-------- Entries supplied --------

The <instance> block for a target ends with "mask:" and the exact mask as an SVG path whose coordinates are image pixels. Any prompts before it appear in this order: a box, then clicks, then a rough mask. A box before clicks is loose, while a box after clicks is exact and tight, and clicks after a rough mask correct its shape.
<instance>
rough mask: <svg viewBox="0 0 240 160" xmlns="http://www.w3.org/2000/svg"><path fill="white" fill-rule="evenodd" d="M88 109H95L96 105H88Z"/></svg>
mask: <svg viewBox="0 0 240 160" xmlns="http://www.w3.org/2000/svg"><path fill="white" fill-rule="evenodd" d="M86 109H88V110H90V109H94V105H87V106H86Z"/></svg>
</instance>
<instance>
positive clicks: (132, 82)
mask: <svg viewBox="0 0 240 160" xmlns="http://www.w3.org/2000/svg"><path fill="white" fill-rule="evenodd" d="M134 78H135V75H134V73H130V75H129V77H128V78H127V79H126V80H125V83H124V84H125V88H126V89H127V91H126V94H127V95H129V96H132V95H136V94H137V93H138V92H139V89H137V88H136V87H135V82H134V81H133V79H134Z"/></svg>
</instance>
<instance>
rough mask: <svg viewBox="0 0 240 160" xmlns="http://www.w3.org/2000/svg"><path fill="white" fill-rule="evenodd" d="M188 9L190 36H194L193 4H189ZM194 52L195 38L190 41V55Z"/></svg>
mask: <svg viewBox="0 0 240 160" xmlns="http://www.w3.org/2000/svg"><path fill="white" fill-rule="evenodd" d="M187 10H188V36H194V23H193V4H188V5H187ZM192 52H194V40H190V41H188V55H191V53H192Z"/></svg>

--------

**Work to be completed**
Write all of the data above again, exactly as given.

**Answer space**
The <instance> block for a target ends with "mask:" and the exact mask as an SVG path whose coordinates are image pixels. Any prompts before it appear in this order: a box, then clicks, then a rough mask. A box before clicks is loose, while a box after clicks is exact and tight, and clicks after a rough mask correct its shape.
<instance>
rough mask: <svg viewBox="0 0 240 160" xmlns="http://www.w3.org/2000/svg"><path fill="white" fill-rule="evenodd" d="M88 109H95L96 105H88Z"/></svg>
mask: <svg viewBox="0 0 240 160" xmlns="http://www.w3.org/2000/svg"><path fill="white" fill-rule="evenodd" d="M86 109H88V110H90V109H94V105H87V106H86Z"/></svg>
</instance>
<instance>
positive clicks: (132, 82)
mask: <svg viewBox="0 0 240 160" xmlns="http://www.w3.org/2000/svg"><path fill="white" fill-rule="evenodd" d="M134 78H135V75H134V73H130V75H129V77H128V78H127V79H126V80H125V83H124V84H125V88H126V89H127V91H126V94H127V95H129V96H132V95H136V94H137V93H138V92H139V89H137V88H136V87H135V82H134V81H133V79H134Z"/></svg>
</instance>
<instance>
rough mask: <svg viewBox="0 0 240 160" xmlns="http://www.w3.org/2000/svg"><path fill="white" fill-rule="evenodd" d="M188 9L190 36H194L193 4H189ZM194 52L195 38L190 41V55Z"/></svg>
mask: <svg viewBox="0 0 240 160" xmlns="http://www.w3.org/2000/svg"><path fill="white" fill-rule="evenodd" d="M187 10H188V36H194V23H193V4H188V5H187ZM192 52H194V40H190V41H188V55H191V53H192Z"/></svg>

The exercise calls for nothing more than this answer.